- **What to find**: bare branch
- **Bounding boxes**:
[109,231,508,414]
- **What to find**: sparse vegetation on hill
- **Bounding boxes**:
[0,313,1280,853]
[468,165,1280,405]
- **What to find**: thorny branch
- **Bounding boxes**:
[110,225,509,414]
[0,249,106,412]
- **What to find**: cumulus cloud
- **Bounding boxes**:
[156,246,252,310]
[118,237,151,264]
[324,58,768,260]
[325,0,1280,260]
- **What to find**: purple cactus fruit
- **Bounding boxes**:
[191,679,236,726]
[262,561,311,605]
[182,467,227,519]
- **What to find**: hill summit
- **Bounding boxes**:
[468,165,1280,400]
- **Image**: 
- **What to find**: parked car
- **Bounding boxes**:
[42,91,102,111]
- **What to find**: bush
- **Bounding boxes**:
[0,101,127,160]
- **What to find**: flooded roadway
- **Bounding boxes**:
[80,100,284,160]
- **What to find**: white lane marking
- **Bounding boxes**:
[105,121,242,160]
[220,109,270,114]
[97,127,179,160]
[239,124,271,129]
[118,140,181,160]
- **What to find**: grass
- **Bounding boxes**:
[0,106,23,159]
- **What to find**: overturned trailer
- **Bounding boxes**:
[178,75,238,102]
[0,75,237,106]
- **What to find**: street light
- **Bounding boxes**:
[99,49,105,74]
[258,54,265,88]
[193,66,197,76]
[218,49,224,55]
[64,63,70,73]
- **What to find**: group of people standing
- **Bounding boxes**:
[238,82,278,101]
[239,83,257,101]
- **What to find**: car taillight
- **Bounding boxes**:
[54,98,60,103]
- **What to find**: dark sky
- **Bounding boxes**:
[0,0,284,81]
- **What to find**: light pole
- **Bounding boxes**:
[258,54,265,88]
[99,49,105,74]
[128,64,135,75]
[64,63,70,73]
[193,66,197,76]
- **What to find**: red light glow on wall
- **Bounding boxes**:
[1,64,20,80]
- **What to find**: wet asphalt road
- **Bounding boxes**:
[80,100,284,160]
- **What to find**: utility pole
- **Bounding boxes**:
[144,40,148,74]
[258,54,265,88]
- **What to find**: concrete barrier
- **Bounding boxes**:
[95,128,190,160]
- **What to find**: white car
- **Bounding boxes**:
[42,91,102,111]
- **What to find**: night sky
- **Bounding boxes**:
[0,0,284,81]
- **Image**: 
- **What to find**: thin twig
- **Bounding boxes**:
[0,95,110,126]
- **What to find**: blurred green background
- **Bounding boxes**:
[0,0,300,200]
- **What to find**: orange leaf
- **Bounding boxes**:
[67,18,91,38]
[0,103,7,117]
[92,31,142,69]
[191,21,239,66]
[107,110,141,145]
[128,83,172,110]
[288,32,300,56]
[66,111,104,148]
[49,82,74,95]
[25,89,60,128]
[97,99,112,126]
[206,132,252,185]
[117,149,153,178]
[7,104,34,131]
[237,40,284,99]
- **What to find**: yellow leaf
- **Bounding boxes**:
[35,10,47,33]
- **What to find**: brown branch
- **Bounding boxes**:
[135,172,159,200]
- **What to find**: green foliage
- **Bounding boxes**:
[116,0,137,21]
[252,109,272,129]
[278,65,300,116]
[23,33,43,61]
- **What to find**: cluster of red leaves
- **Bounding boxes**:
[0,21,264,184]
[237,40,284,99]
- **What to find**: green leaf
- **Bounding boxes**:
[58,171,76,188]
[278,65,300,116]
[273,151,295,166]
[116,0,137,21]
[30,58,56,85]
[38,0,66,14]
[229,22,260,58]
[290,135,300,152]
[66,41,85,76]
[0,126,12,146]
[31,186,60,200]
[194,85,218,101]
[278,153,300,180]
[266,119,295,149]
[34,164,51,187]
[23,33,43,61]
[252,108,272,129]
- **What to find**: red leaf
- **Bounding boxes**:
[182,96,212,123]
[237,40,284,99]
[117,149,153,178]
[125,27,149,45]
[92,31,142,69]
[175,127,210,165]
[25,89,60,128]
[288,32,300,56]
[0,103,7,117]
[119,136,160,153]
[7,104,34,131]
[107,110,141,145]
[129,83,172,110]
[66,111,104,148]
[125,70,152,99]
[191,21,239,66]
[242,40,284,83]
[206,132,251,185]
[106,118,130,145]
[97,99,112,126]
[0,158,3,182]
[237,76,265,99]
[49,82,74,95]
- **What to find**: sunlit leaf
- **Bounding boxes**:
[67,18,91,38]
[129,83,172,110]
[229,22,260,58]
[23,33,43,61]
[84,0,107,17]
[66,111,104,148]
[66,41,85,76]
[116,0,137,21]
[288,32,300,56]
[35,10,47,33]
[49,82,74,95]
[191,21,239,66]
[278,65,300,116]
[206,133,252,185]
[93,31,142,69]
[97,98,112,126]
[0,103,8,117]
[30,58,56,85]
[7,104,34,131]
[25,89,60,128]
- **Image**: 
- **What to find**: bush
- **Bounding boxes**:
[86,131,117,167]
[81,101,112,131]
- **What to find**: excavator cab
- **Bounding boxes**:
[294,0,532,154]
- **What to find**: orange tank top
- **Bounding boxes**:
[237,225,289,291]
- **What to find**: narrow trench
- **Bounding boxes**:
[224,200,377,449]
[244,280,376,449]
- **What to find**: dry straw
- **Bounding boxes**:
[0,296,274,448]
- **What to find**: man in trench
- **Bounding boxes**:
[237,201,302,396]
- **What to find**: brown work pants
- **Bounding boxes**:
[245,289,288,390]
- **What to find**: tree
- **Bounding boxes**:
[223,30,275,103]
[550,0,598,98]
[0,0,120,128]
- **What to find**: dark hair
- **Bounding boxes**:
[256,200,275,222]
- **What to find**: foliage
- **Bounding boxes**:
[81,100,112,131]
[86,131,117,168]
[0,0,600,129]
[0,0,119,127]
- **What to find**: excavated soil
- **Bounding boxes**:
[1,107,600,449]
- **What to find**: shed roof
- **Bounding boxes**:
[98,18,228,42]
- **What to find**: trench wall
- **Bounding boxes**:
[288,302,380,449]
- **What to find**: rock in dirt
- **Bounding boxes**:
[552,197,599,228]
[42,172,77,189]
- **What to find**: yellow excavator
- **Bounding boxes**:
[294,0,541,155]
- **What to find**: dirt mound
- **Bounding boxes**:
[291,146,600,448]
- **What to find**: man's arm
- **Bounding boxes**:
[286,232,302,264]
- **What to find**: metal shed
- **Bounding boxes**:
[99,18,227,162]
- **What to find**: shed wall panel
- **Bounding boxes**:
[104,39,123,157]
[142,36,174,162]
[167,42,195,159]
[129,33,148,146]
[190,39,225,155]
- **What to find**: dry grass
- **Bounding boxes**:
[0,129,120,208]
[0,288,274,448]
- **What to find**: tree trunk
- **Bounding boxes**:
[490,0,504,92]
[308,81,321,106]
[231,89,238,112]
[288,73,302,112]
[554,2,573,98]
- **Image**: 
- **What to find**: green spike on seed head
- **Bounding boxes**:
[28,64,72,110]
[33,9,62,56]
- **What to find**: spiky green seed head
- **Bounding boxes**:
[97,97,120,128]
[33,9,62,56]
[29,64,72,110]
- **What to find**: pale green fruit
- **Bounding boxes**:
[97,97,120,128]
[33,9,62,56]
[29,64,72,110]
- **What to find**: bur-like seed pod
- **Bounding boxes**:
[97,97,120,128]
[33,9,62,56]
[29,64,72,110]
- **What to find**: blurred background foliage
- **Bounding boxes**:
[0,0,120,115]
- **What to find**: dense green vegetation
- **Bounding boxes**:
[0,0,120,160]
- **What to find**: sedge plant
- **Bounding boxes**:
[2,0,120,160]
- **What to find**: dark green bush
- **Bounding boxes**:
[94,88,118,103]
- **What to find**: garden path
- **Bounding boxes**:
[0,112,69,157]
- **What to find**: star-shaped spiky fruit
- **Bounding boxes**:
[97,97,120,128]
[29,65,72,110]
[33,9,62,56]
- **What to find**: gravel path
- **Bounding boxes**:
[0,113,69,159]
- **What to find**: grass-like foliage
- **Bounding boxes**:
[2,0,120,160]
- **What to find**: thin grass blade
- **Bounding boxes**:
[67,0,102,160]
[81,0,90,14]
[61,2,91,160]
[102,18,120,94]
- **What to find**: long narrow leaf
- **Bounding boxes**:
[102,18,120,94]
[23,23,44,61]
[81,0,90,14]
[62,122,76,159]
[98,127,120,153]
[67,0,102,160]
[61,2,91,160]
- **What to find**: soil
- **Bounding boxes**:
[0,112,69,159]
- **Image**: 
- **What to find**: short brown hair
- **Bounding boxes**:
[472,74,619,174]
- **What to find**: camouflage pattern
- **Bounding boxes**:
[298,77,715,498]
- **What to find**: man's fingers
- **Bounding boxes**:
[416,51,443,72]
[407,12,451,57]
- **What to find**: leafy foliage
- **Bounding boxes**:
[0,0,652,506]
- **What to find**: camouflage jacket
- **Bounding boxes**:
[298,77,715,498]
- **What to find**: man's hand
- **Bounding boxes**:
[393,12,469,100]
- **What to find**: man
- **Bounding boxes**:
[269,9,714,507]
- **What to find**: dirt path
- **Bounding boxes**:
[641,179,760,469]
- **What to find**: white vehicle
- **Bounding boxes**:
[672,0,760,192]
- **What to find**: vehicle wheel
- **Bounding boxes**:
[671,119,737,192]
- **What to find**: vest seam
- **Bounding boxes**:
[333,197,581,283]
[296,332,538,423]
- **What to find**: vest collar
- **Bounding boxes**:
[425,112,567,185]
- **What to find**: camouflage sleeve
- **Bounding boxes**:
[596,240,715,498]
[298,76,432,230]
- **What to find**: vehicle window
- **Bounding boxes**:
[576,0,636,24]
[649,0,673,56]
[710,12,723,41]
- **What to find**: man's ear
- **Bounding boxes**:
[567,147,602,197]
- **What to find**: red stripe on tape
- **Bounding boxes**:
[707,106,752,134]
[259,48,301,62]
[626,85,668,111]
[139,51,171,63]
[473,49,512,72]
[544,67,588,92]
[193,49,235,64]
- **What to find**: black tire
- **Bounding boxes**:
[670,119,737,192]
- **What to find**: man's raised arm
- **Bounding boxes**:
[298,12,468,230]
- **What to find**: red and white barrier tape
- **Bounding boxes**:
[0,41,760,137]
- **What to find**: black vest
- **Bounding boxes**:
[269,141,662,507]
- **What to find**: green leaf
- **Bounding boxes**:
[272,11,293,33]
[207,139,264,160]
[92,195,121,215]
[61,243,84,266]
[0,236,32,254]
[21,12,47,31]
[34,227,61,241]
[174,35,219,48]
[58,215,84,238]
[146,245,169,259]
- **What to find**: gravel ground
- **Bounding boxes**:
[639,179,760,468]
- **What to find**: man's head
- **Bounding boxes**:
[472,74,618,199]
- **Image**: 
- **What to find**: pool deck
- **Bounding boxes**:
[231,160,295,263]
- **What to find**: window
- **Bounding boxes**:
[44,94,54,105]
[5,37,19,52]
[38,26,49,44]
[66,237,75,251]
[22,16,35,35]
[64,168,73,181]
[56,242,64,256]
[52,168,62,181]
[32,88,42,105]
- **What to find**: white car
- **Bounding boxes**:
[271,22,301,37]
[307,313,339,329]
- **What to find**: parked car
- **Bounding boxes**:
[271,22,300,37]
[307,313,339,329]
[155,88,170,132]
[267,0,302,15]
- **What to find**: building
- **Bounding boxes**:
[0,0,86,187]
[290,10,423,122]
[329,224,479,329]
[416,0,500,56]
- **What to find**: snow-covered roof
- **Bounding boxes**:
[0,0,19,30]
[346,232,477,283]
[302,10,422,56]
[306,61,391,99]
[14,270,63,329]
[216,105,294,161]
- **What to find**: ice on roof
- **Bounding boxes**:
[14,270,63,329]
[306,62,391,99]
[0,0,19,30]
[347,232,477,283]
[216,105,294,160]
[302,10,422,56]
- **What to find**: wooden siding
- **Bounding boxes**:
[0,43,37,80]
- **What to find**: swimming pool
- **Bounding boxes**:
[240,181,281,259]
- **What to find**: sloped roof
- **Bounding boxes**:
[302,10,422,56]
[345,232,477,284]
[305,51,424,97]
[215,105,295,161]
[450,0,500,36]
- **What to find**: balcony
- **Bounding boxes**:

[What is asked] Begin at the line in the records that contains "- **What to find**: sunlit leaf" and stop after the line that contains "[0,296,274,448]". Rewrite those lines as a JSON list of strings, one string per line, and omit any blank lines.

[Task answer]
[
  "- **What to find**: sunlit leaf",
  "- **Bounding boxes**:",
  "[67,18,91,38]",
  "[129,83,172,110]",
  "[229,22,260,58]",
  "[23,33,43,61]",
  "[84,0,107,17]",
  "[66,111,104,148]",
  "[66,41,85,76]",
  "[116,0,137,21]",
  "[288,32,300,56]",
  "[35,10,47,33]",
  "[49,82,74,95]",
  "[191,21,239,66]",
  "[278,65,300,116]",
  "[206,133,252,185]",
  "[93,31,142,69]",
  "[97,98,112,126]",
  "[0,103,8,117]",
  "[30,58,56,85]",
  "[7,104,34,131]",
  "[25,89,60,128]",
  "- **Image**: ",
  "- **What to find**: bush",
  "- **Bounding boxes**:",
  "[86,131,117,167]",
  "[81,101,112,131]",
  "- **What to find**: excavator cab",
  "- **Bounding boxes**:",
  "[294,0,532,154]",
  "- **What to find**: orange tank top",
  "- **Bounding boxes**:",
  "[237,225,289,291]",
  "- **What to find**: narrow trench",
  "- **Bounding boxes**:",
  "[224,200,377,449]",
  "[244,280,376,449]",
  "- **What to find**: dry straw",
  "- **Bounding boxes**:",
  "[0,296,274,448]"
]